■ TASK
Set out the lines below as a Markdown table with two columns, Number and Line, one row per line. Skip blank lines and leave out the pictures.

::::::::

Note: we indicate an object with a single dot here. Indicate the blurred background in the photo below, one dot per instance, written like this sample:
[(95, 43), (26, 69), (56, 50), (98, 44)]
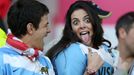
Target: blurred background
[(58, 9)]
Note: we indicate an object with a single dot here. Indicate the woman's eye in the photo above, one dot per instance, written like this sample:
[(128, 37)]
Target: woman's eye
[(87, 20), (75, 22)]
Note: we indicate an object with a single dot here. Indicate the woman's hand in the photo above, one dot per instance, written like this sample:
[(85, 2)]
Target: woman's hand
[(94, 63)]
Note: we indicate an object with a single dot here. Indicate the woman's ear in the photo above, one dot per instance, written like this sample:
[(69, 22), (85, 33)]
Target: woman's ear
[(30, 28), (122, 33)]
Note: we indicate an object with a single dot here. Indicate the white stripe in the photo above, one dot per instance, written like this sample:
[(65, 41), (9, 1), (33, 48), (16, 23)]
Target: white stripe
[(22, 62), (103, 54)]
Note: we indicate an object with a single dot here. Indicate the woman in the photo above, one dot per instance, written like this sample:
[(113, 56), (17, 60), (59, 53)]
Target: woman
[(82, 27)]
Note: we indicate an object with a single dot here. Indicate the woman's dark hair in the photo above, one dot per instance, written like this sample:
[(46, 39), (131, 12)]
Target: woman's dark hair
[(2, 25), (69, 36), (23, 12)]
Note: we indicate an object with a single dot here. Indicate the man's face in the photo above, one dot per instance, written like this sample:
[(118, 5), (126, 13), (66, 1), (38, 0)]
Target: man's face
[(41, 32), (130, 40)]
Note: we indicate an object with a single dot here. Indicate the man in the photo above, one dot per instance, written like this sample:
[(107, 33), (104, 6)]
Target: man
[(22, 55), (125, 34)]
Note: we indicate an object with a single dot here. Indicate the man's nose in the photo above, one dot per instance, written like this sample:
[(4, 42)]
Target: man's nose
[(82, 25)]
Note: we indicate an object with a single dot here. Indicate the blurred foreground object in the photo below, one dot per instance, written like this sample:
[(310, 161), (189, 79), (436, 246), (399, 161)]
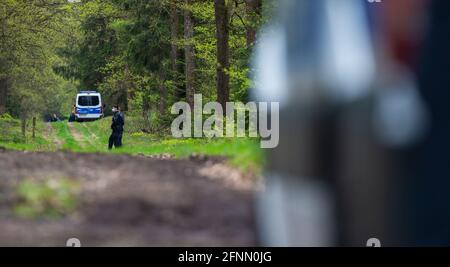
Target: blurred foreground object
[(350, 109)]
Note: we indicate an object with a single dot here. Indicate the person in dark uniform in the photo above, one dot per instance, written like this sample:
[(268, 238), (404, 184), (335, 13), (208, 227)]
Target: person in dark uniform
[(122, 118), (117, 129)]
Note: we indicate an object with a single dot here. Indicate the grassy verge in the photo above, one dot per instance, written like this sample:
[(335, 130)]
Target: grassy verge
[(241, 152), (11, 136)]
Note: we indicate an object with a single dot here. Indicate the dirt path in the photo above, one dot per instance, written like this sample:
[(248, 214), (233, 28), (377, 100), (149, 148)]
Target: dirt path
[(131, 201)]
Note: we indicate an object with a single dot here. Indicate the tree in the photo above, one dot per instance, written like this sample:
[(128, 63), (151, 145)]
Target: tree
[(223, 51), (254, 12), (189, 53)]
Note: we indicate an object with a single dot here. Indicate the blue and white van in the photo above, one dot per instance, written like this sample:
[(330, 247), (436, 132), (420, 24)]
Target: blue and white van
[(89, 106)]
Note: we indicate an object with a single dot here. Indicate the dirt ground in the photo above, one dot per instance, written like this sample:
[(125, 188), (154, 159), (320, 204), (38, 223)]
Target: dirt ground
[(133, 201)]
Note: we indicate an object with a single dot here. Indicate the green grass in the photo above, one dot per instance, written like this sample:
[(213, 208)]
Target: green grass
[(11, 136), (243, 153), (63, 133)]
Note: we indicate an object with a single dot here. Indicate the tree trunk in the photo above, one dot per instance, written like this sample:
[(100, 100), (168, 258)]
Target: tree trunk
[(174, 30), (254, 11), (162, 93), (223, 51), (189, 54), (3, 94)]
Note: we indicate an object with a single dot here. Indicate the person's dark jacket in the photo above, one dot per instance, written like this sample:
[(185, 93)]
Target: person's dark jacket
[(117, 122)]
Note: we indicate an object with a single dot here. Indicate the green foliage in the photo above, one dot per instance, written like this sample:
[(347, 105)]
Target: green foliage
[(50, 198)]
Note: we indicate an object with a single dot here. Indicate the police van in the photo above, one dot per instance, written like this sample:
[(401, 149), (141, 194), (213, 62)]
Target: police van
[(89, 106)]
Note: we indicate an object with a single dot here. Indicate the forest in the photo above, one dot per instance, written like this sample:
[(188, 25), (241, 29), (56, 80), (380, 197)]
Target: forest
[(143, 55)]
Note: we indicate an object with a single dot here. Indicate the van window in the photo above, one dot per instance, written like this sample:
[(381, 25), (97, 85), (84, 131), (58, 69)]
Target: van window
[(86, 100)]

::::::::

■ THE COMPLETED TASK
| Number | Line |
|---|---|
| 1 | Note: we indicate an object with a single dot here. Indicate the blurred background in the photo below, one dot per instance, written like this sample: |
| 2 | [(95, 43), (26, 69), (56, 50), (98, 44)] |
| 3 | Target: blurred background |
| 4 | [(58, 9)] |
| 5 | Note: we indicate an object with a single dot here. Indicate the woman's eye in the photo above, one dot per instance, written like this sample: |
| 6 | [(128, 37)] |
| 7 | Target: woman's eye |
| 8 | [(87, 20), (75, 22)] |
| 9 | Note: we indicate an object with a single dot here. Indicate the woman's hand in the photo above, one dot per instance, written like this sample: |
| 10 | [(85, 2)] |
| 11 | Target: woman's hand |
| 12 | [(94, 63)] |
| 13 | Note: we indicate an object with a single dot here. Indicate the woman's ear in the photo above, one dot per instance, written like this sample: |
| 14 | [(69, 22), (85, 33)] |
| 15 | Target: woman's ear |
| 16 | [(30, 28), (122, 33)] |
| 17 | Note: we indicate an object with a single dot here. Indicate the white stripe in the photo above, one dot per instance, written like this sample: |
| 18 | [(65, 41), (9, 1), (33, 48), (16, 23)] |
| 19 | Target: white stripe |
| 20 | [(22, 62), (103, 54)] |
| 21 | Note: we indicate an object with a single dot here. Indicate the woman in the photo above, one dot per instance, written like this sample: |
| 22 | [(113, 56), (17, 60), (59, 53)] |
| 23 | Target: woman |
| 24 | [(82, 27)] |
| 25 | Note: we indicate an object with a single dot here. Indicate the woman's dark hair in the photo above, one dot per instance, written like this sample: |
| 26 | [(46, 39), (131, 12)] |
| 27 | Target: woman's dark hair |
| 28 | [(2, 25), (69, 36), (23, 12)] |
| 29 | Note: we indicate an object with a single dot here. Indicate the man's face in the photo above, one dot per instance, written like this sample: |
| 30 | [(118, 5), (126, 13), (66, 1), (38, 0)] |
| 31 | Target: man's face |
| 32 | [(41, 32), (130, 40)] |
| 33 | Note: we indicate an object with a single dot here. Indicate the man in the photo above, one dot per instance, written like this sample: |
| 34 | [(107, 33), (104, 6)] |
| 35 | Target: man |
| 36 | [(22, 55), (125, 34)] |
| 37 | Note: we indicate an object with a single dot here. Indicate the man's nose in the photo above, one dot per instance, written like this sample: |
| 38 | [(4, 42)] |
| 39 | Target: man's nose |
| 40 | [(82, 25)] |
| 41 | Note: we indicate an object with a single dot here. Indicate the blurred foreground object in the photo below, one dot per instance, written like this sample: |
| 42 | [(310, 161), (189, 79), (436, 246), (399, 161)] |
| 43 | Target: blurred foreground object |
| 44 | [(350, 109)] |
| 45 | Note: we indicate an object with a single dot here. Indicate the person in dark uniform in the photo above, one dot per instance, written like this sample: |
| 46 | [(268, 238), (404, 184), (335, 13), (208, 227)] |
| 47 | Target: person in dark uniform |
| 48 | [(122, 118), (117, 129)] |
| 49 | Note: we indicate an object with a single dot here. Indicate the grassy verge in the photo above, one dot per instance, written like this sample: |
| 50 | [(335, 130)] |
| 51 | Target: grassy verge |
| 52 | [(241, 152), (11, 136)] |
| 53 | Note: we indicate an object with a single dot here. Indicate the dirt path in the photo above, one dot per instance, written like this sample: |
| 54 | [(248, 214), (233, 28), (377, 100), (149, 148)] |
| 55 | Target: dirt path |
| 56 | [(131, 201)] |
| 57 | Note: we indicate an object with a single dot here. Indicate the tree in the photo above, one dot per instance, written like this sample: |
| 58 | [(128, 63), (151, 145)] |
| 59 | Target: tree |
| 60 | [(223, 51), (254, 12), (189, 53)] |
| 61 | Note: we indicate an object with a single dot here. Indicate the blue and white van in the photo above, one dot per instance, written like this sample: |
| 62 | [(330, 247), (436, 132), (420, 24)] |
| 63 | Target: blue and white van |
| 64 | [(89, 106)] |
| 65 | Note: we indicate an object with a single dot here. Indicate the dirt ground in the photo above, one dot per instance, written like this sample: |
| 66 | [(125, 188), (154, 159), (320, 204), (38, 223)] |
| 67 | Target: dirt ground |
| 68 | [(133, 201)] |
| 69 | Note: we indicate an object with a single dot here. Indicate the green grass in the photo above, one dot per instance, written like this sample: |
| 70 | [(213, 208)] |
| 71 | Target: green grass |
| 72 | [(11, 136), (243, 153), (63, 133)] |
| 73 | Note: we indicate an object with a single dot here. Indicate the tree trunk in the photo above, one dot per instance, written like this sample: |
| 74 | [(100, 100), (168, 258)] |
| 75 | Target: tree trunk |
| 76 | [(174, 30), (254, 11), (162, 93), (223, 51), (189, 54), (3, 94)] |
| 77 | Note: we indicate an object with a single dot here. Indicate the person's dark jacket in the photo above, one dot per instance, written like this sample: |
| 78 | [(185, 93)] |
| 79 | Target: person's dark jacket |
| 80 | [(117, 122)] |
| 81 | Note: we indicate an object with a single dot here. Indicate the green foliage in the photo above, one dot per instance, written like this sample: |
| 82 | [(347, 105)] |
| 83 | Target: green foliage |
| 84 | [(50, 198)] |
| 85 | Note: we indicate an object with a single dot here. Indicate the police van in the photo above, one dot per instance, written like this sample: |
| 86 | [(401, 149), (141, 194), (213, 62)] |
| 87 | Target: police van |
| 88 | [(89, 106)] |
| 89 | Note: we indicate an object with a single dot here. Indicate the forest in the photo above, one dot per instance, written like this sample: |
| 90 | [(188, 25), (241, 29), (56, 80), (380, 197)] |
| 91 | Target: forest |
| 92 | [(143, 55)] |
| 93 | Note: we indicate an object with a single dot here. Indicate the van window in the photo above, one dot per instance, written like this sample: |
| 94 | [(381, 25), (97, 85), (84, 131), (58, 69)] |
| 95 | Target: van window |
| 96 | [(86, 100)] |